**Stated problem**
Only the lines from the line containing "In this exercise you will annotate the white fur, setting" to the end of the entries should be repeated, exactly as they appear.

· · · ·

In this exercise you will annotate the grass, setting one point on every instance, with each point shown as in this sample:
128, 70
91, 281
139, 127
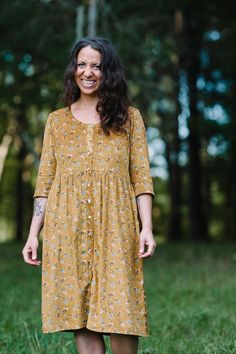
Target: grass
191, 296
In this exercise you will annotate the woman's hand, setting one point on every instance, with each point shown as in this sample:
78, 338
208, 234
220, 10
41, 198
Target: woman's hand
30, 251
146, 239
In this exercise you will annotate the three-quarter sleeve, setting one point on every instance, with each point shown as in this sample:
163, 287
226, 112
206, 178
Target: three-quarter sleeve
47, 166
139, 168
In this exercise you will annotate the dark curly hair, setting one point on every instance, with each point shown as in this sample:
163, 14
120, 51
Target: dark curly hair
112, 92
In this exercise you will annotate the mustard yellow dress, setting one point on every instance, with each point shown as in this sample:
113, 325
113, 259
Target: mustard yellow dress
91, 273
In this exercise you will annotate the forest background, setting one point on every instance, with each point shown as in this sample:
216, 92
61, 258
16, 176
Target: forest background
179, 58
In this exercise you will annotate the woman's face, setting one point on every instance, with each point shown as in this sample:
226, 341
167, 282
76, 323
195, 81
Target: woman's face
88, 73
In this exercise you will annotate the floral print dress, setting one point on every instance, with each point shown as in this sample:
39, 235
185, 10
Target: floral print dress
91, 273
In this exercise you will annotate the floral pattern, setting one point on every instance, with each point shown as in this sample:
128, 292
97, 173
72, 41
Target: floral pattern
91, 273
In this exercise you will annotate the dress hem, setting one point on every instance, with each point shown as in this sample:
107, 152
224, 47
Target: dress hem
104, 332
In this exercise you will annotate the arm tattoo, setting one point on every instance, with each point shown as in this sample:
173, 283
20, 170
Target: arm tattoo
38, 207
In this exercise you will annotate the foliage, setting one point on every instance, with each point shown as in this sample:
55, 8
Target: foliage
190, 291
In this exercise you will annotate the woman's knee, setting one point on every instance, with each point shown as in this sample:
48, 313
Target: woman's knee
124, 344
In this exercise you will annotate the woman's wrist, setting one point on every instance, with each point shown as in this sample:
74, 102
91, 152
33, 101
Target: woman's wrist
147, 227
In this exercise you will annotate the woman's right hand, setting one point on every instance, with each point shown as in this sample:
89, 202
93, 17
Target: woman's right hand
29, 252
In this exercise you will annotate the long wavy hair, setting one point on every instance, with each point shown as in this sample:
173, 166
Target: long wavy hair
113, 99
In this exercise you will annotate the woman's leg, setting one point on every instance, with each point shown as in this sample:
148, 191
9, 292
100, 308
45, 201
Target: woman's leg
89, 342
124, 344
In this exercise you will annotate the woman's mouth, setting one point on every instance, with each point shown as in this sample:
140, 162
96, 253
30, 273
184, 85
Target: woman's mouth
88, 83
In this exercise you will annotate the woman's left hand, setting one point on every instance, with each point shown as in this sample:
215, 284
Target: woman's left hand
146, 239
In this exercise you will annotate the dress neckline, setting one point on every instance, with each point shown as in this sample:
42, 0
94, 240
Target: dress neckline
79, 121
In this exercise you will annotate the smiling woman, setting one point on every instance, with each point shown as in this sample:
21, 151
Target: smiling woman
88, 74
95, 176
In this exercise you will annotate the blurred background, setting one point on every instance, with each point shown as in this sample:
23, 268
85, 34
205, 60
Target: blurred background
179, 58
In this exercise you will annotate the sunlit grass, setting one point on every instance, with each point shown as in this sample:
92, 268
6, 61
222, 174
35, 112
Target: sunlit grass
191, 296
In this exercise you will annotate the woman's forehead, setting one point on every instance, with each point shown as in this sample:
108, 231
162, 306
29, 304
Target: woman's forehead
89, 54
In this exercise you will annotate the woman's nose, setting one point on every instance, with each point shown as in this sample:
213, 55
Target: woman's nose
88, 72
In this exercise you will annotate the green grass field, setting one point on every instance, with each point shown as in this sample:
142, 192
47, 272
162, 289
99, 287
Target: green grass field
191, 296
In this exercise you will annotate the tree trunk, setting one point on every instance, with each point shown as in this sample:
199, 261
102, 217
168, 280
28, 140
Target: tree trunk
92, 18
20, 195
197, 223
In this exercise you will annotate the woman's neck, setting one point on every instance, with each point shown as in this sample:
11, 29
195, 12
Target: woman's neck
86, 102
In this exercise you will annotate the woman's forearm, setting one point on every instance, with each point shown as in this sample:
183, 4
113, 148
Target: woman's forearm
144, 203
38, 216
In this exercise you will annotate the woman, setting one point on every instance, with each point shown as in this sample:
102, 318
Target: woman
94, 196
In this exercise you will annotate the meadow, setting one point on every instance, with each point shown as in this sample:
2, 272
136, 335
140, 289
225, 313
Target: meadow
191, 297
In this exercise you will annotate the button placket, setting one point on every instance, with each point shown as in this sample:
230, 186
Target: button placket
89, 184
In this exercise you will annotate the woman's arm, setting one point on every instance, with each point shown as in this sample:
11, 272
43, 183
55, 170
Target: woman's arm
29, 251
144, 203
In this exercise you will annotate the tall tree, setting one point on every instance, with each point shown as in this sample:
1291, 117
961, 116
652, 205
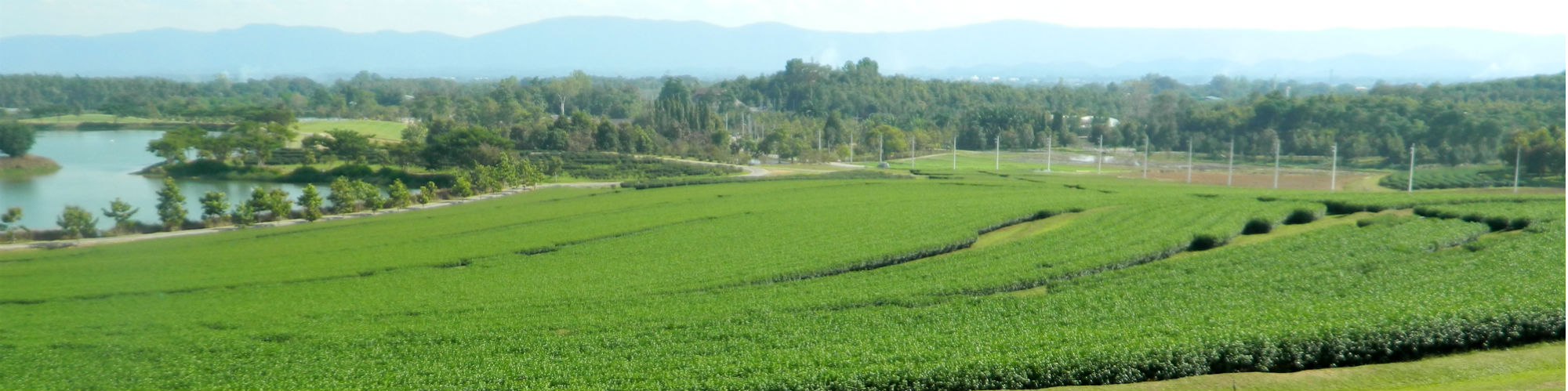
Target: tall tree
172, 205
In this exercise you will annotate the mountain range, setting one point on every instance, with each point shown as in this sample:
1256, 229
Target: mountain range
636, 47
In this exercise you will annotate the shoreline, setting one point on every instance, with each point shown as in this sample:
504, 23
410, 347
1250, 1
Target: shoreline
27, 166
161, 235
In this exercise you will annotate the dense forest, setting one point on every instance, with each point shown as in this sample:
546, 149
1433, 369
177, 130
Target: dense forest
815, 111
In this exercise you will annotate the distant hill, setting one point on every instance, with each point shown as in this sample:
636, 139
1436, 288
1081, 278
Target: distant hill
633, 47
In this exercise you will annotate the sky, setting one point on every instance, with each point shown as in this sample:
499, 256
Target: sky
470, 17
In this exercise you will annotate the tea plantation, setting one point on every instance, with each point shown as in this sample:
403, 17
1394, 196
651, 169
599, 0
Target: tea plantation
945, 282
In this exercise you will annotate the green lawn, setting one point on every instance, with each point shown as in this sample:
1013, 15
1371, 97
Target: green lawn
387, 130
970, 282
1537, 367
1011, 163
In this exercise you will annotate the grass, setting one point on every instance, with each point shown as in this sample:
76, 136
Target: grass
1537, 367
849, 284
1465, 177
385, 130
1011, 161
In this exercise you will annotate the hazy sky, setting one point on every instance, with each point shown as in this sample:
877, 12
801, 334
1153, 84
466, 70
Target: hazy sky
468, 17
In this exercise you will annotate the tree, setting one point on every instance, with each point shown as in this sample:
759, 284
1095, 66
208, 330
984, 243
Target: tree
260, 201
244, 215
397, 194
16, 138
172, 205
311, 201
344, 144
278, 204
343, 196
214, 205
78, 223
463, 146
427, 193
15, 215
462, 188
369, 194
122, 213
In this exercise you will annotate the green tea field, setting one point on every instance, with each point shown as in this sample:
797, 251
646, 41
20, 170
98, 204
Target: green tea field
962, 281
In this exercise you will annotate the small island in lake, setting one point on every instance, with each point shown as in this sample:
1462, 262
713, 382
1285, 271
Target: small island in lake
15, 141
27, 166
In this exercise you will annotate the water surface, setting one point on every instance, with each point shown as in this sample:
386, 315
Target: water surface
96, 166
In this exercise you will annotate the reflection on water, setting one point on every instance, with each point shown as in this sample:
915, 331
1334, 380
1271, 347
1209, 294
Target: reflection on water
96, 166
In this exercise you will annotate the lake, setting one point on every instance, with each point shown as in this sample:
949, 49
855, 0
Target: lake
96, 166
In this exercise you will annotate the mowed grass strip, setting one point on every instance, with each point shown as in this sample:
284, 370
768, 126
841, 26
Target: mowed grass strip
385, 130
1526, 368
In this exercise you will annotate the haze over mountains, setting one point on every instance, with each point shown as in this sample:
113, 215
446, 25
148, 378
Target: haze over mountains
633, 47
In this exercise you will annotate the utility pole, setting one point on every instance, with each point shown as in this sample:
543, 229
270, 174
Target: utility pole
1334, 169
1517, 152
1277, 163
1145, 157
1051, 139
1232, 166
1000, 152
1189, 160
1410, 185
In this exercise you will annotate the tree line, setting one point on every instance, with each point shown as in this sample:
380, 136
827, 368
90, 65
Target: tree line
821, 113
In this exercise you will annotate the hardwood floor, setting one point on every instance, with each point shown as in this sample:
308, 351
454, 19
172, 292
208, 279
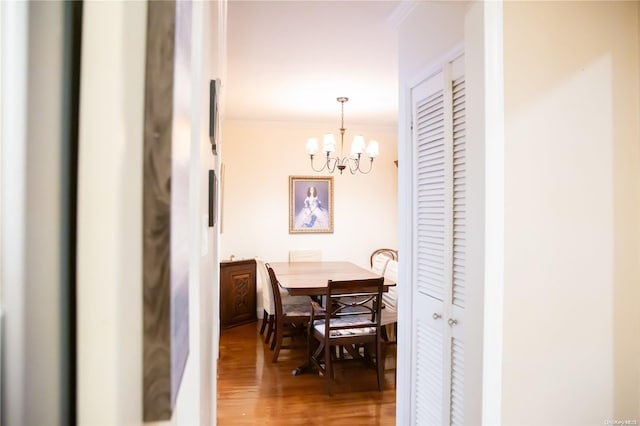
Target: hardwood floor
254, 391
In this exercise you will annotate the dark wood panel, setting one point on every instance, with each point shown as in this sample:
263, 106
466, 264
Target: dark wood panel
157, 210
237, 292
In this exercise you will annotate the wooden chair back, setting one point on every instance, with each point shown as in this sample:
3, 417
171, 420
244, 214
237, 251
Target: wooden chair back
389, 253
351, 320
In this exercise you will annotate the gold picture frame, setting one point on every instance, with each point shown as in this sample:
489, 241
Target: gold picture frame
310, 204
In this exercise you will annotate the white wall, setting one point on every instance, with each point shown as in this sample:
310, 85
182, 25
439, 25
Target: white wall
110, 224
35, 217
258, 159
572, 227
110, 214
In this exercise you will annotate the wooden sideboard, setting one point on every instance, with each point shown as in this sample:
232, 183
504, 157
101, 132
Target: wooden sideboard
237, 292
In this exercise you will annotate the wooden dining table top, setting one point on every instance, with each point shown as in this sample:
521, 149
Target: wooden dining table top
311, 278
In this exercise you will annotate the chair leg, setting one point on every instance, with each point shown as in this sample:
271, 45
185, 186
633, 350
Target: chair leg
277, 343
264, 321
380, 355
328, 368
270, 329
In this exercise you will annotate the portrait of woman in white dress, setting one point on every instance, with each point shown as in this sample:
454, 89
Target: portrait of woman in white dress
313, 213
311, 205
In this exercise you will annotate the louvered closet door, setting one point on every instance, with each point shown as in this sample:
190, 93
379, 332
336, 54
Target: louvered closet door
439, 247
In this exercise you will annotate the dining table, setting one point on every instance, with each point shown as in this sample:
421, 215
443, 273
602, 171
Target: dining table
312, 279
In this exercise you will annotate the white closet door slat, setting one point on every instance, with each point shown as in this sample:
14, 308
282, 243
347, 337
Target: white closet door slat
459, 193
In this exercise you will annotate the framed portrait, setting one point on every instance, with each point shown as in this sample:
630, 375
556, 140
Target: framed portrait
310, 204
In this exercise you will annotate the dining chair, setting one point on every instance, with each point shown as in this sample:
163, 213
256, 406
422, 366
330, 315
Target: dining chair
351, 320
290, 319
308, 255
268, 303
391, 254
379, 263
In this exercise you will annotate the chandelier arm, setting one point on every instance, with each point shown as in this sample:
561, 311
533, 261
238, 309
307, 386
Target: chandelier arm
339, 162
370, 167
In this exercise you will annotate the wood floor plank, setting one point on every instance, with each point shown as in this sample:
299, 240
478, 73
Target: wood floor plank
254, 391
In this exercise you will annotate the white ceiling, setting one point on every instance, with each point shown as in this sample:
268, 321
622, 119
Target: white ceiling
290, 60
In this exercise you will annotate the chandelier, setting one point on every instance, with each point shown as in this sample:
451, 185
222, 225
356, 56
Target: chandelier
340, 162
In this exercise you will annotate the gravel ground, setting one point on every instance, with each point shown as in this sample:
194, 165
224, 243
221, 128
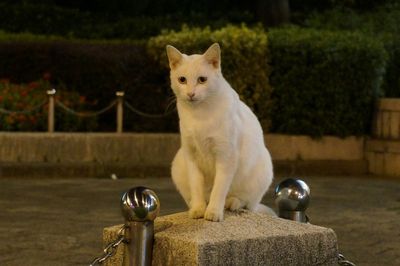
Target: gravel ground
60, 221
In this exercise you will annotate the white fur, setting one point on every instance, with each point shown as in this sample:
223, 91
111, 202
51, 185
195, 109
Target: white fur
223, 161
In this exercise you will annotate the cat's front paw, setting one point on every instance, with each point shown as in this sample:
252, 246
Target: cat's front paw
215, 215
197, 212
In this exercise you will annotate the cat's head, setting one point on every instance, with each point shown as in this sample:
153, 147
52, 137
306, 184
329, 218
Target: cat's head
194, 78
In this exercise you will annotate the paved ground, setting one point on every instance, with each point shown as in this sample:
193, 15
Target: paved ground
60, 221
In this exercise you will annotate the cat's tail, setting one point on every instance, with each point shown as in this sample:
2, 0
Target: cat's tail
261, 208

· · · ·

**Solution below**
In this exercise you will annotate the white fur, setting one point on every instance, with each point shown as in this sample:
223, 91
111, 202
51, 185
195, 109
Target: white fur
223, 161
In this exercise you will annotate the cat's front paw, setting one point on every instance, with each point shown as in this sample:
252, 246
Target: cat's front paw
215, 215
197, 212
In this exercise you will annotate the cat's head, setting one point on every instance, with each point shown as in this sample:
153, 147
52, 137
306, 184
329, 218
Target: cat's head
194, 78
In this exercise you will annotate the paved ground, setting one point on every instance, with each point shown as in this sample:
193, 15
Target: paved ground
60, 221
In this exercise you will annotate the cat's tail, setting one point on every instance, with each point shown as in this sample:
2, 0
Target: cat's tail
261, 208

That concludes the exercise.